■ **EXERCISE PROMPT**: Leaving out only the pictures, write out all the entries exactly.

(Stored items)
↓↓↓

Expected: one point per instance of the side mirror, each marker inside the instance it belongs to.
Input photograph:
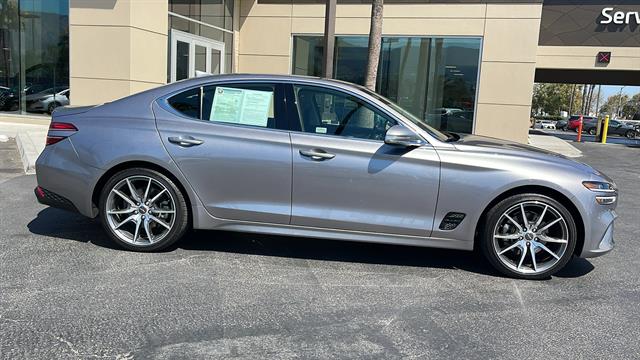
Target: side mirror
(402, 136)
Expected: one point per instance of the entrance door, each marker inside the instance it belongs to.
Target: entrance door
(192, 54)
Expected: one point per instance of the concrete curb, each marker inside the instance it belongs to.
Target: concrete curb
(30, 140)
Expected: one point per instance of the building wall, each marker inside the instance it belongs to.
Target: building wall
(116, 48)
(510, 35)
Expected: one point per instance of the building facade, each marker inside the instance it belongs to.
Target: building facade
(466, 66)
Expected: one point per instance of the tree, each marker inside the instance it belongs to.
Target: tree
(375, 43)
(628, 108)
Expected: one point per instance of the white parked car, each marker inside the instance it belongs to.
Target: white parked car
(544, 124)
(48, 100)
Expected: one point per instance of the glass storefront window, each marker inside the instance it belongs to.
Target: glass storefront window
(34, 69)
(433, 78)
(218, 13)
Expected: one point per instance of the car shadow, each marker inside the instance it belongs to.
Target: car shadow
(70, 226)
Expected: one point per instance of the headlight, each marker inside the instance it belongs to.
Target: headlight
(599, 186)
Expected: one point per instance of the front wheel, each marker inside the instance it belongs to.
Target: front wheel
(143, 210)
(529, 236)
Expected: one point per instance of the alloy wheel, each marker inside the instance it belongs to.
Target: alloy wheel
(140, 210)
(531, 237)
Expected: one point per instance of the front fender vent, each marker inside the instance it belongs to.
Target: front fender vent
(451, 221)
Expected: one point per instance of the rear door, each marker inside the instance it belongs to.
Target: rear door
(232, 144)
(344, 175)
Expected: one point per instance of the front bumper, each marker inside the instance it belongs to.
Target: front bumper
(602, 233)
(52, 199)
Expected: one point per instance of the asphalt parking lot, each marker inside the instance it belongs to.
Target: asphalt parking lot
(65, 292)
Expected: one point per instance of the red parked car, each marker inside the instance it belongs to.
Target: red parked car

↑↑↑

■ **SOLUTION BELOW**:
Expected: one point per instance of the side mirror, each marker inside the instance it belongs to.
Input photograph:
Target: side mirror
(402, 136)
Expected: one point per instance of the entrance door, each marker inside the instance it belongs to.
Target: entrance door
(192, 54)
Expected: one point per instance of the concrete curb, each marker inside the instance it belongs to.
Target: concrete curb
(30, 140)
Expected: one point per instance of the building wall, each marker inside the instance it belongs to.
Target: building wall
(116, 48)
(510, 35)
Expected: one point per instance of the building facade, each marker inside the instance it belongs to.
Target: building facade
(466, 66)
Expected: one point per instance of the tree, each marker inside the instance it belongs to.
Target: tree
(375, 43)
(628, 108)
Expected: one point per instance of the white parked car, each marker inside the instance it belongs to.
Target: white parked car
(544, 124)
(48, 100)
Expected: one point per instance of the glass storefront window, each marker inside the instance it belongs to.
Target: glass storefront window
(34, 69)
(433, 78)
(218, 13)
Expected: one point per instance of the car shadow, each marker inside the instance it belongs to.
Target: car shadow
(70, 226)
Expected: one point per instance of the headlight, each marker inside the instance it belongs to.
Target: headlight
(599, 186)
Expected: one point per instance of the front wheel, each marker inside the instance it belongs to.
Target: front wheel
(143, 210)
(529, 236)
Expected: one point per instance of the alloy wheel, each marker inside the instance it belongs to.
Target: alloy wheel
(140, 210)
(531, 237)
Expected: one point per instance of the front fender vent, each marker inside the instance it belongs to.
Target: front fender vent
(451, 221)
Expected: one point per instance of the rear door, each marker inside the instance it belongs to.
Target: rear door
(232, 144)
(344, 175)
Expected: one point per instance of the front bumper, each marker inside the instance it belongs to.
Target: front bumper
(602, 233)
(52, 199)
Expected: one point per instance of the asphalt parking lot, each marker inside the instance it belongs to.
Target: asphalt parking lot
(65, 292)
Expected: one point per instance of the red parked car, each marker inside the instance it belongs to.
Target: red parked car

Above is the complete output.